Exercise aim:
Apart from the images, repeat the data below exactly as written.

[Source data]
────────

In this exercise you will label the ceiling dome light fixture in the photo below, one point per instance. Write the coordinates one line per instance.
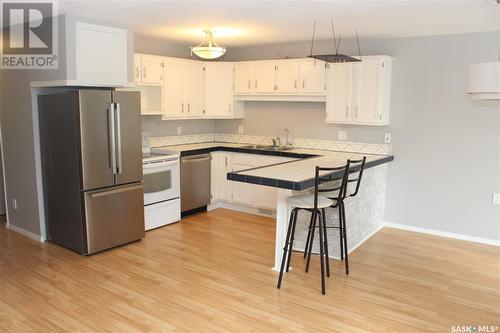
(208, 49)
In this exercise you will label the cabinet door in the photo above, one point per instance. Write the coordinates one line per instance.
(366, 104)
(137, 68)
(265, 77)
(214, 177)
(101, 54)
(312, 77)
(287, 76)
(173, 90)
(152, 69)
(243, 78)
(218, 90)
(243, 193)
(225, 186)
(193, 73)
(338, 95)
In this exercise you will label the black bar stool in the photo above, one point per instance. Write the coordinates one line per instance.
(338, 195)
(316, 204)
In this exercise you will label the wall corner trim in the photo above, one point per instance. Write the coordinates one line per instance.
(26, 233)
(446, 234)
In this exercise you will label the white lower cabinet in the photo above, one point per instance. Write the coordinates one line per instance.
(225, 186)
(245, 194)
(214, 176)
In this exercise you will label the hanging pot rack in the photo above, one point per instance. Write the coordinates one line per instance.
(334, 57)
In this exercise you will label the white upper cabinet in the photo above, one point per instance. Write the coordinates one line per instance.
(151, 69)
(339, 88)
(193, 89)
(264, 82)
(359, 93)
(312, 77)
(218, 86)
(173, 89)
(282, 79)
(287, 77)
(101, 55)
(243, 78)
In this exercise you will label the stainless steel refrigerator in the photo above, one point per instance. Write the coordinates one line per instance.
(92, 168)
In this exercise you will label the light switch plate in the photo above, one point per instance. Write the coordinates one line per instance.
(387, 138)
(496, 199)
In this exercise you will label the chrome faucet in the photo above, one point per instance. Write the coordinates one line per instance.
(286, 132)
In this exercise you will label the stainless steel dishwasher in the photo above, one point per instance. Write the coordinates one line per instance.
(195, 182)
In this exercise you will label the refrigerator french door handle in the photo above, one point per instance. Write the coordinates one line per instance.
(112, 136)
(119, 166)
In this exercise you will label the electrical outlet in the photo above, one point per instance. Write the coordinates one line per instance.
(496, 199)
(387, 138)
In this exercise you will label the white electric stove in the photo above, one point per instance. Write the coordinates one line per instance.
(161, 176)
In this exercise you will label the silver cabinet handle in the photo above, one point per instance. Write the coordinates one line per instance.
(119, 165)
(118, 190)
(112, 137)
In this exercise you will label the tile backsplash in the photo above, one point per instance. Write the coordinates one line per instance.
(344, 146)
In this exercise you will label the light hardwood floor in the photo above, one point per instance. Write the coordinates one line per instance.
(211, 273)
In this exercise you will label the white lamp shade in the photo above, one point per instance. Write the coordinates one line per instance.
(209, 52)
(484, 80)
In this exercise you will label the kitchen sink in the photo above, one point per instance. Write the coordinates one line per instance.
(269, 147)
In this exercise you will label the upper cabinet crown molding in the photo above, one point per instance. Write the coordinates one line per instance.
(359, 93)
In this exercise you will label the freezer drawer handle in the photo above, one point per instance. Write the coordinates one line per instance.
(112, 137)
(119, 190)
(119, 168)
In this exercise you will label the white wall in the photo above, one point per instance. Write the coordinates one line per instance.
(446, 147)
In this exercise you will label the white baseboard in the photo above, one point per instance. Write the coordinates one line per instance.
(443, 234)
(241, 208)
(26, 233)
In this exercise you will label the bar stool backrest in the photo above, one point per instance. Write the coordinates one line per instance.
(324, 182)
(356, 168)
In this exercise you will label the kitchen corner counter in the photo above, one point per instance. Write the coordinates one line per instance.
(295, 175)
(365, 213)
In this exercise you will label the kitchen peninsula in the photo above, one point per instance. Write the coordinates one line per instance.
(285, 172)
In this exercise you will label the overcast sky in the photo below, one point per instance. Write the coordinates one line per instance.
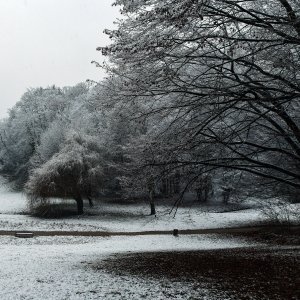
(46, 42)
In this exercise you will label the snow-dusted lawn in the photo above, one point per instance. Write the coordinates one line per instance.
(64, 267)
(118, 217)
(60, 267)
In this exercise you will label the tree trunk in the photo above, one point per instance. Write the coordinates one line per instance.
(79, 202)
(152, 207)
(152, 204)
(90, 202)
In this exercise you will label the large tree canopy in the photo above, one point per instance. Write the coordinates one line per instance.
(224, 77)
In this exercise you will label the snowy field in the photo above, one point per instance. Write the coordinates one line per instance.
(120, 217)
(63, 267)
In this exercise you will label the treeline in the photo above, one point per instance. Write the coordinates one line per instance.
(201, 95)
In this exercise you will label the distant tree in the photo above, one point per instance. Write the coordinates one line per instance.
(75, 172)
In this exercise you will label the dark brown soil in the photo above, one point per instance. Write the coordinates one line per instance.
(239, 274)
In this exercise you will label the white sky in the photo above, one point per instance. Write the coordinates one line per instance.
(46, 42)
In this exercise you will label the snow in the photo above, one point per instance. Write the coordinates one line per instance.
(61, 267)
(117, 217)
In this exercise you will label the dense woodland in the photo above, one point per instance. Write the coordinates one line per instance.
(200, 95)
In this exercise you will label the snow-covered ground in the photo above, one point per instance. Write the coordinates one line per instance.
(64, 267)
(61, 267)
(118, 217)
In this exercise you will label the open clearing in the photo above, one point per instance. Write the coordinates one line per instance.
(207, 266)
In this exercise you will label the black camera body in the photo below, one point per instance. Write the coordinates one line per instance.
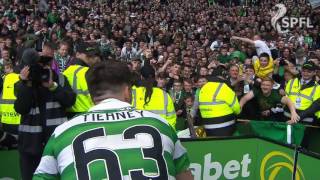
(38, 74)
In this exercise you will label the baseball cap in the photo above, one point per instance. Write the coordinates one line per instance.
(88, 49)
(309, 65)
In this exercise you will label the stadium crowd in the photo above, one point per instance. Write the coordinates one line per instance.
(182, 43)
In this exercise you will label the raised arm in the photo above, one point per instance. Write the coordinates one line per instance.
(246, 40)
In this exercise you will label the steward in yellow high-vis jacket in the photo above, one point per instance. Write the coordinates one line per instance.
(304, 91)
(156, 100)
(218, 105)
(10, 119)
(86, 56)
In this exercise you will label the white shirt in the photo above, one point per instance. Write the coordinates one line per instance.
(261, 47)
(109, 104)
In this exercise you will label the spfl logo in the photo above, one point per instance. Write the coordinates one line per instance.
(282, 23)
(276, 162)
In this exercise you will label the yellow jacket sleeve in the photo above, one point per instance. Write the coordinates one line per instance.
(231, 98)
(171, 116)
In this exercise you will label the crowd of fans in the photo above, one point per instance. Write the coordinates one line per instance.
(184, 41)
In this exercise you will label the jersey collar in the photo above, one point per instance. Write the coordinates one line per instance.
(109, 104)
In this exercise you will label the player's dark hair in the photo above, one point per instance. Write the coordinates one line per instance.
(107, 77)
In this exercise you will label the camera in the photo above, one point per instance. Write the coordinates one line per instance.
(282, 62)
(39, 74)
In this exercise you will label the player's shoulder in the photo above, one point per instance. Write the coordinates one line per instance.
(118, 116)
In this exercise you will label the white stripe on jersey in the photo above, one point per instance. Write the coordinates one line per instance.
(80, 120)
(48, 165)
(127, 177)
(115, 142)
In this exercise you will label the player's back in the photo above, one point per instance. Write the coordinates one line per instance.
(111, 144)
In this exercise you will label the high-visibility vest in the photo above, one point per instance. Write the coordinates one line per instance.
(160, 103)
(8, 114)
(302, 98)
(76, 77)
(216, 99)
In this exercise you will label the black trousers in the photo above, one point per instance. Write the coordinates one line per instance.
(28, 165)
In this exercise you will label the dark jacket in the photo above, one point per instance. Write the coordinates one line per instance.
(41, 112)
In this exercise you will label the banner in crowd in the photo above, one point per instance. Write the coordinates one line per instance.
(249, 158)
(230, 158)
(314, 3)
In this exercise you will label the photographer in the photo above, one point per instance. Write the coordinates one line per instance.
(42, 97)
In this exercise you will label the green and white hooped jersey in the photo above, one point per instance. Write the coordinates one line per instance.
(113, 144)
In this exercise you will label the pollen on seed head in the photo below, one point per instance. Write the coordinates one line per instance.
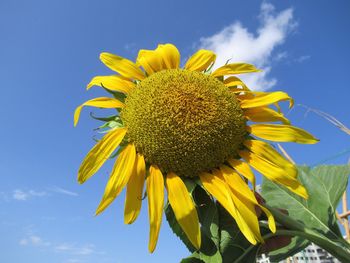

────────

Written response:
In this exercise you will label the ceiling dome light fixture in the photo below, one point per instance. Write the coordinates one line per instance.
(208, 49)
In this exercise you will label the cabinet door in the photo above, one point per instance. Write the coordinates one line per instance.
(366, 104)
(137, 68)
(265, 77)
(214, 177)
(101, 54)
(312, 77)
(287, 76)
(173, 90)
(152, 69)
(243, 78)
(218, 90)
(243, 193)
(225, 186)
(193, 73)
(338, 95)
In this exercise you will label the black bar stool in the photo above, one point per instance. Write the coordinates one line per instance.
(338, 195)
(316, 204)
In this exercise you will label the wall corner trim in the photo above, one point per instance. Write the coordinates one line per instance.
(26, 233)
(446, 234)
In this exercise you will label the white lower cabinet in the photo above, one point per instance. Write the coordinates one line per instance.
(225, 186)
(245, 194)
(214, 176)
In this exercise you will label the hanging pot rack in the photo above, one point per instance. Write the coordinates one line per instance.
(334, 57)
In this exercise you will label the white upper cabinet in the photo above, one point per instance. Write the coordinates one line per instance.
(151, 69)
(339, 88)
(193, 89)
(264, 82)
(359, 93)
(312, 77)
(218, 86)
(173, 89)
(282, 79)
(287, 77)
(101, 55)
(243, 78)
In this exercise you will label the stainless steel refrigerator in the photo above, one point per instance. Write the coordinates one line per instance.
(92, 168)
In this exercise you will label the light switch plate in the photo above, one point per instance. Write the coordinates one line per instance.
(387, 138)
(496, 199)
In this exercise you will label the chrome faucet in the photo above, one point per instance. Write the coordinates one line per instance.
(286, 132)
In this exercise you will label the stainless steel dishwasher in the photo above, one point per instance. Write the coordinates one line per instance.
(195, 182)
In this exercise you will label the refrigerator french door handle in the photo above, one point per instance. Write the coordinates one line per instance.
(112, 136)
(119, 166)
In this exercise you will label the electrical outlet in the photo above, one point per instance. Write the coordinates one line per instance.
(496, 199)
(387, 138)
In this exercise you will label the white electric stove in the photo above, one point per instance. Write the coordinates one line per instance.
(161, 176)
In this exercise you will label the silver cabinet handle in the photo above, one point per instance. Write the coordinates one line per instance.
(119, 165)
(118, 190)
(112, 137)
In this exercise you will label the tile backsplash in the photo above, one point per instance. Write the coordinates one line per instance.
(344, 146)
In this exercise you will label the light hardwood floor in the photo above, one point per instance. Write the coordinates one line per instance.
(211, 273)
In this exercise you will label the white lamp shade in the photo above, one point per instance. Write the coordinates one line per instance.
(209, 52)
(484, 80)
In this exercise you will label the kitchen sink in the photo above, one point per instance. Write the coordinates one line per instance.
(269, 147)
In this exercise you will label the upper cabinet crown molding in the photo above, one point per instance. Write the coordinates one line per instance.
(359, 93)
In this exercise you will label the freezer drawer handle in the photo above, one point per instance. Write the coordinates one line per instance.
(112, 137)
(119, 190)
(119, 168)
In this exercise you will label the white wall in the photo above, one point per instance. Write the coordinates one line per instance.
(446, 147)
In this exercise you will label the white baseboard in the photo above, one point per instance. Write the coordinates one line per instance.
(443, 234)
(241, 208)
(26, 233)
In this exercise you will label the bar stool backrest in the photo above, one point per instance. Write the coordinates one line per instance.
(324, 182)
(356, 168)
In this exercise you will label the kitchen corner counter in the photo above, one point per instance. Write the coordinates one line per instance.
(295, 175)
(365, 213)
In this exercise you will label the kitchen peninsula in the photo above, one point per instance. Write the coordinates one line per instance.
(285, 172)
In this exercise you will label the overcast sky in the photo below, one point per instance. Write the coordinates one line per instance.
(46, 42)
In this exercise you will label the snow-dusted lawn in the photo above, one point per instance. Write the coordinates one line per instance.
(64, 267)
(118, 217)
(60, 267)
In this exercise you will label the tree trunk in the photo above, one point per instance. Write the coordinates one line per instance.
(79, 202)
(152, 207)
(152, 204)
(90, 202)
In this exercise you will label the large tree canopy in the photo above, one point per instance. Write the coordinates one line per instance.
(224, 77)
In this exercise you will label the snowy field in the photo above, one point per instance. Write the coordinates one line per instance.
(120, 217)
(63, 267)
In this exercise you will label the treeline in the photo above, one point per instance. Write the coordinates one line per instance.
(201, 95)
In this exercise you will label the distant tree in the photo above, one point per instance. Write the coordinates one line per instance.
(75, 172)
In this exercise you will label the dark brown soil in the photo above, one point per instance. Write the coordinates one line per instance.
(239, 274)
In this exercise you will label the white sky in the photo above, one point per instance. Write the coordinates one line per instance.
(46, 42)
In this exercise you will label the snow in the photo above, one point per instance. Write the coordinates one line per instance.
(61, 267)
(117, 217)
In this exercise you will label the dense woodland in the photo above, one point per instance. Write the coordinates one line per instance.
(200, 95)
In this exercise you will label the snow-covered ground in the photo above, one point per instance. Write the coordinates one line per instance.
(64, 267)
(61, 267)
(118, 217)
In this exercise you will label the open clearing in the photo above, one point per instance. Write the coordinates one line per instance.
(207, 266)
In this exercise you will label the black camera body in the photo below, one point per instance. Write the coordinates one line per instance.
(38, 74)
In this exercise you will label the baseball cap in the photo above, one point per instance. Write the coordinates one line per instance.
(88, 49)
(309, 65)
In this exercise you will label the stadium crowd in the photo above, one point per instance. Write the coordinates one line per instance.
(182, 43)
In this exercise you will label the raised arm in the photo above, one point per instance. Write the coordinates one line per instance.
(246, 40)
In this exercise you will label the steward in yellow high-vis jacket in the photo above, one point per instance. Write the coordinates one line per instance.
(304, 91)
(156, 100)
(218, 105)
(10, 119)
(86, 56)
In this exercise you will label the white shirt in the photo above, one point per instance. Write the coordinates one line per instance.
(261, 47)
(109, 104)
In this exercise you will label the spfl logo in the photo above, one point per instance. Write the coordinates one line per instance.
(282, 23)
(276, 162)
In this exercise you will label the yellow jacket sleeve in the photo above, one point per instance. Write the coordinates one line per instance.
(231, 98)
(171, 116)
In this exercise you will label the crowd of fans in the photo above, one point per instance. Write the coordinates one line per instance.
(184, 41)
In this exercise you will label the jersey collar in the photo above, one point per instance. Write the coordinates one line per instance.
(109, 104)
In this exercise you will label the player's dark hair in the photo above, one point per instance. Write the coordinates one line per instance.
(107, 77)
In this exercise you will label the camera in the photo above, one point per instance. Write the coordinates one line per instance.
(282, 62)
(39, 74)
In this exercise you will label the player's shoulder in the photo above, one point per instance. Write the coordinates one line per instance.
(118, 116)
In this exercise you will label the white stripe on jersey in the photo above, one point per instance. Write the coordinates one line per instance.
(80, 120)
(48, 165)
(127, 177)
(115, 142)
In this exercise you will label the player's back in the photo above, one point per instance. Write the coordinates one line per instance.
(111, 144)
In this exercise you will label the high-visibility vest in the photo above, one point per instance. Write the coordinates one line per instance.
(160, 103)
(8, 114)
(302, 98)
(76, 77)
(216, 99)
In this exercise you will label the black trousers in the photo above, one point per instance. Write the coordinates one line per instance.
(28, 165)
In this exercise you will label the dark jacket in the photo above, one point per instance. Write the coordinates one line per instance.
(41, 112)
In this exercise you will label the banner in crowd in the photo above, one point per instance. Write the coordinates one line per instance.
(249, 158)
(230, 158)
(314, 3)
In this exercise you will label the photographer in the photo above, one point per instance. Write the coordinates one line per instance.
(42, 97)
In this exercise you will label the green and white hooped jersey in the photo above, one point per instance. Write the coordinates one line per instance.
(113, 144)
In this exercise you will label the pollen on seed head in the photo below, one point per instance. Write the coordinates one line per instance.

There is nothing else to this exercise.